SOURCE MATERIAL:
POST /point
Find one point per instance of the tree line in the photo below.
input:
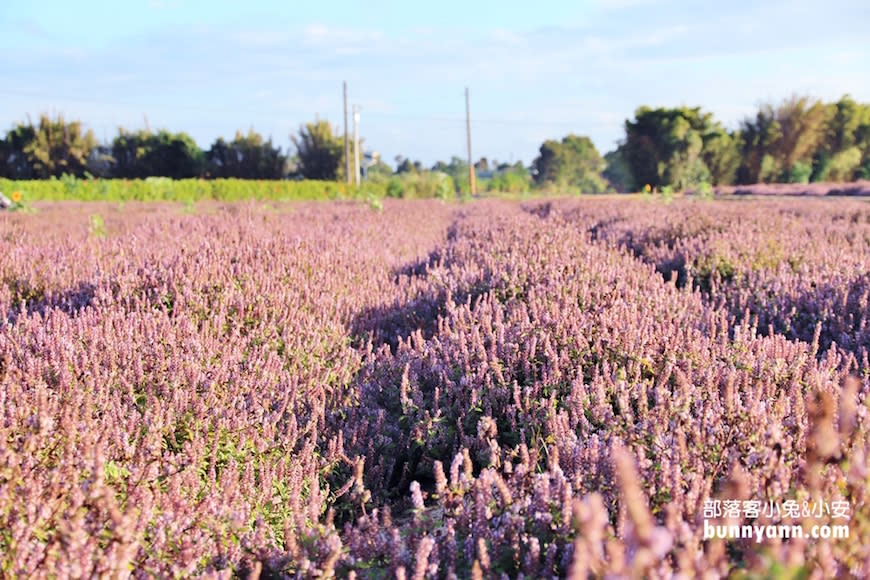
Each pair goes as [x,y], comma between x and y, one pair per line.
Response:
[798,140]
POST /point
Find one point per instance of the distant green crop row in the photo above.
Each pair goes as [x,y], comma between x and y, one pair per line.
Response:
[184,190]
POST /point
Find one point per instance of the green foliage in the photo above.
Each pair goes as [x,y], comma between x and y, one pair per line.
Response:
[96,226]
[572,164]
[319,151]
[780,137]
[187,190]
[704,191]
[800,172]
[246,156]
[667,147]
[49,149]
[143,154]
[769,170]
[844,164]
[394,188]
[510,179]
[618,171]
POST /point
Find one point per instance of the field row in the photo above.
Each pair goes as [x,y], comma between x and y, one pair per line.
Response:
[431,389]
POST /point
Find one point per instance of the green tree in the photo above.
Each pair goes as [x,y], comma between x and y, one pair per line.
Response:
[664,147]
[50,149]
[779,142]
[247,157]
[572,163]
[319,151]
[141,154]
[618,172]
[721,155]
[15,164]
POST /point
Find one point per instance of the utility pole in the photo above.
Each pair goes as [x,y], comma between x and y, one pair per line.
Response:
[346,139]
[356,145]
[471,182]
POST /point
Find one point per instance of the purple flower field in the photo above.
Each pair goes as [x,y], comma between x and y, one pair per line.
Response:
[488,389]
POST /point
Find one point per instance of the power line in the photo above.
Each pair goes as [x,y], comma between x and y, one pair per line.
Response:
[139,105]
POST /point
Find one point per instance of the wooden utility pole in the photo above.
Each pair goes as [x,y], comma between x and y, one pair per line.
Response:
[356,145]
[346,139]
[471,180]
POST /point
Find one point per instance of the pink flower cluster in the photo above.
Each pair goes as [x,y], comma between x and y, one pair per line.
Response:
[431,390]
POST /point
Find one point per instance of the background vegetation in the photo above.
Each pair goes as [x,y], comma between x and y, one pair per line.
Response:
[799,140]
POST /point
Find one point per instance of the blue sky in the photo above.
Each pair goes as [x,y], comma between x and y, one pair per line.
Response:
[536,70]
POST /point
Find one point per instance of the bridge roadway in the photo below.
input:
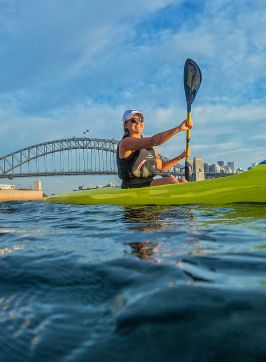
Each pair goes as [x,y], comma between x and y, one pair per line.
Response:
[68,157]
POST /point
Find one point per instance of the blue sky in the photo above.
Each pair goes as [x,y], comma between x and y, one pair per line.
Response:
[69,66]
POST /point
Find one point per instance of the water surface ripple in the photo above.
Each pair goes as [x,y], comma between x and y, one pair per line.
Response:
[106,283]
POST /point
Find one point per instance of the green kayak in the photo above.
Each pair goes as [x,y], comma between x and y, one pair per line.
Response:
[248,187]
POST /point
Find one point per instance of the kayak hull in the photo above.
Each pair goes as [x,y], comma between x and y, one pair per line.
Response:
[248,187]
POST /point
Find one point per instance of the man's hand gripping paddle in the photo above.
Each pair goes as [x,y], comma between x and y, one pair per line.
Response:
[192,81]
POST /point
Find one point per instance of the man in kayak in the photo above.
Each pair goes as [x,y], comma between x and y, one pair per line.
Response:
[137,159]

WHAT IS REQUIRED: Filter the entries above down to the lines containing the word "tree".

REPLY TO THE TASK:
Find one point per instance of the tree line in the photo below.
Find one point per instance of the green tree in the photo above.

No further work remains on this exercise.